§ **Aim**: Please arrange the lines of the entries from the one containing "I'm wondering where in this drawing the prancing" through the one containing "660,475 -> 910,493", both included, as a numbered list, leaving out any blank lines.

§ **Available data**:
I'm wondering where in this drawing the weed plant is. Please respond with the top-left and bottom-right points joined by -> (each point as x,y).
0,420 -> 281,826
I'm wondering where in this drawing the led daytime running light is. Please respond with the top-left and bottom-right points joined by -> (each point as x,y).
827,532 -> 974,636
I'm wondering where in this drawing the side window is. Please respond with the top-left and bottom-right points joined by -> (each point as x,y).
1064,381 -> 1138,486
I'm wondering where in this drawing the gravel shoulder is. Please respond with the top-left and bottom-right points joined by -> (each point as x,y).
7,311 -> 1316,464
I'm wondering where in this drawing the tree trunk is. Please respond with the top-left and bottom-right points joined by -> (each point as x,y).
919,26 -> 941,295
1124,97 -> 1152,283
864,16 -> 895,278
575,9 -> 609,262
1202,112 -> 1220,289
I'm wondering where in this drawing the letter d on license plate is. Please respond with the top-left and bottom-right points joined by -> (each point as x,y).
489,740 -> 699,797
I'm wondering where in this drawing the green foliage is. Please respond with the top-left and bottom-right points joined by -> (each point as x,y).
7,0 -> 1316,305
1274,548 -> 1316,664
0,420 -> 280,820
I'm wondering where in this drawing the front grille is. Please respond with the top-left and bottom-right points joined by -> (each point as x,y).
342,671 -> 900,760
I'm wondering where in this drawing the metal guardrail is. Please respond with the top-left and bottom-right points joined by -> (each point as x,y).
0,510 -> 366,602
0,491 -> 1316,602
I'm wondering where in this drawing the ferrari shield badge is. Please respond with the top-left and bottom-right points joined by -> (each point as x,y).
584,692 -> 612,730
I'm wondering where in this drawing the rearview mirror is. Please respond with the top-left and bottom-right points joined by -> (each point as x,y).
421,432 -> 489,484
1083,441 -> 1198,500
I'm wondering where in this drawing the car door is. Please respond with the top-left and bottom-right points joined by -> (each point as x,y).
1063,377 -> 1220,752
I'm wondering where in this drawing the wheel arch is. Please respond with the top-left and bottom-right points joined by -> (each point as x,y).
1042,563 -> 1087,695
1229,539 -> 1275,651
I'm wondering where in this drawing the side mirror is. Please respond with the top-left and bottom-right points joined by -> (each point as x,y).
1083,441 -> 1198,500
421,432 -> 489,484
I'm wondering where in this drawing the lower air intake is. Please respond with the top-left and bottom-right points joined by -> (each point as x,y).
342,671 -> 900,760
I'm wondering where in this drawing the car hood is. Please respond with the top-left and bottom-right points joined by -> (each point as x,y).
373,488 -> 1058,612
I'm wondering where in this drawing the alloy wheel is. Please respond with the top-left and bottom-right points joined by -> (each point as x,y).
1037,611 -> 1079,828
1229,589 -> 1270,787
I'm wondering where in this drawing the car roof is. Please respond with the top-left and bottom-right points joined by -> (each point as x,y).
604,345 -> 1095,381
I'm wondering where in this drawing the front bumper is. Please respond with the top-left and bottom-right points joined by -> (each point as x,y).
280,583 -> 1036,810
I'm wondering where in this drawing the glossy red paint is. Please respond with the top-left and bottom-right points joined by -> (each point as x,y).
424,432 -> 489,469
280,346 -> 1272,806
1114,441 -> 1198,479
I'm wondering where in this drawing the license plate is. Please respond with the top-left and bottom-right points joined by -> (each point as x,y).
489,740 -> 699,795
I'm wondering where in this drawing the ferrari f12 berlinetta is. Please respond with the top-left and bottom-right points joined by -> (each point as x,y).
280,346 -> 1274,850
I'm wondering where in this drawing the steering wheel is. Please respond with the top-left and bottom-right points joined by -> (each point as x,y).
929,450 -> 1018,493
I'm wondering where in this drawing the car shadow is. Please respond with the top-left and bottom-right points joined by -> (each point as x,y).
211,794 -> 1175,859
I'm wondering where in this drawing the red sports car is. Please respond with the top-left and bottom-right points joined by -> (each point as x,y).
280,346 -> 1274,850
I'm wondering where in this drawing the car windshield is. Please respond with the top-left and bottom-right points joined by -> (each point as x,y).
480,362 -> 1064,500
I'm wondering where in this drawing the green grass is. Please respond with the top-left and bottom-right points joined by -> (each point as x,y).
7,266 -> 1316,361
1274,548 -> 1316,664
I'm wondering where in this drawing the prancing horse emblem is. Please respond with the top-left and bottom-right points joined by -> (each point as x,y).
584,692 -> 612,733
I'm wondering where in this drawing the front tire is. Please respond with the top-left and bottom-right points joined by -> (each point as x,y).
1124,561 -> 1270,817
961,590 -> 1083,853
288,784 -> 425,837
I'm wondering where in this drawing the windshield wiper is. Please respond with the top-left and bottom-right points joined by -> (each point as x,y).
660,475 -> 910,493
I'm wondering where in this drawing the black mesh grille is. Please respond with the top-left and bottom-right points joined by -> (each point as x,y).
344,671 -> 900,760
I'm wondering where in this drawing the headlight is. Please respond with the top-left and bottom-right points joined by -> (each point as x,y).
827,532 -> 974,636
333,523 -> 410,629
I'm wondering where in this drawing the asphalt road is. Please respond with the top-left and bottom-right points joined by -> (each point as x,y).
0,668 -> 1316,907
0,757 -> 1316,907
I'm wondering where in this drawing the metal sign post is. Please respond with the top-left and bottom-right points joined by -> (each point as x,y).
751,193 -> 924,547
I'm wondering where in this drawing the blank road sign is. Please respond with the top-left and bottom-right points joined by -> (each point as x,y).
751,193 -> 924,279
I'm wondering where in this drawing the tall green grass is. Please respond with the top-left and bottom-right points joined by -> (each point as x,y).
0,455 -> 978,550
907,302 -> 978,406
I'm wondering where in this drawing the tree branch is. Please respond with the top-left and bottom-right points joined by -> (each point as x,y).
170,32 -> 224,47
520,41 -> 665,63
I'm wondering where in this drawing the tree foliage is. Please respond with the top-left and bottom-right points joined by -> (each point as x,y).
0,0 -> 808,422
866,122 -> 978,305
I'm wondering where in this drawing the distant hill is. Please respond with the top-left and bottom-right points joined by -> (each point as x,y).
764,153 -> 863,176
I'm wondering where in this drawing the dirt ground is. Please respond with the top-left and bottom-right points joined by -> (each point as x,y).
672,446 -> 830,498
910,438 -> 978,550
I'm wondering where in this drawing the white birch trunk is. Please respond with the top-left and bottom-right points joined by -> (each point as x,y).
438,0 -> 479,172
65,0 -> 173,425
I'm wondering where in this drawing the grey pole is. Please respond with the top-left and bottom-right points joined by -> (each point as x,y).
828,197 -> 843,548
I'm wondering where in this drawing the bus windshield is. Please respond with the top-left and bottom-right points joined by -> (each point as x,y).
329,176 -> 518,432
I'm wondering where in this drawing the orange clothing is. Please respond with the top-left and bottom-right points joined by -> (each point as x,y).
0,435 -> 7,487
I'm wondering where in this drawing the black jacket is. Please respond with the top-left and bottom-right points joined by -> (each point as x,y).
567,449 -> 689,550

§ **Expected answer**:
1. I'm wondering where in this drawing the prancing horse emblem is. Please respond with the top-left and bottom-right points joined by -> (each point as x,y).
2. 584,692 -> 612,733
3. I'm wondering where in this drawing the front tire is. Please respond with the top-left and bottom-right points joined by -> (each point as x,y).
4. 1124,561 -> 1270,817
5. 961,590 -> 1083,853
6. 288,784 -> 425,837
7. I'm wondering where in this drawing the windshield wiper is. Please respond with the top-left and bottom-right points joined by -> (each point as x,y).
8. 660,475 -> 910,493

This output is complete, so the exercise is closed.